Collected data entries:
__________________________________________________
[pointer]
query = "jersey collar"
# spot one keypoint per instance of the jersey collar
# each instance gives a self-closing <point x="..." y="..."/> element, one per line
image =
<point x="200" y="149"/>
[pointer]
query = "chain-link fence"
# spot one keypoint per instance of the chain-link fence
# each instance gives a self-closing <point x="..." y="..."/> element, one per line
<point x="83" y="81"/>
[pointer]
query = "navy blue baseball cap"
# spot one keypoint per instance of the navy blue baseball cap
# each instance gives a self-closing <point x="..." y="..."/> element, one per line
__________________________________________________
Give the records again, complete and exact.

[pointer]
query = "jersey collar"
# spot one keypoint per instance of the jersey collar
# each instance gives a self-closing <point x="..." y="..."/> element, one per line
image =
<point x="200" y="149"/>
[pointer]
query = "chain-link fence"
# spot one keypoint per instance of the chain-link fence
# each instance gives a self-closing <point x="..." y="..."/> element, one per line
<point x="83" y="81"/>
[pointer]
query = "navy blue baseball cap"
# spot one keypoint per instance of the navy blue baseball cap
# each instance gives a self-closing <point x="..." y="..."/> element, one per line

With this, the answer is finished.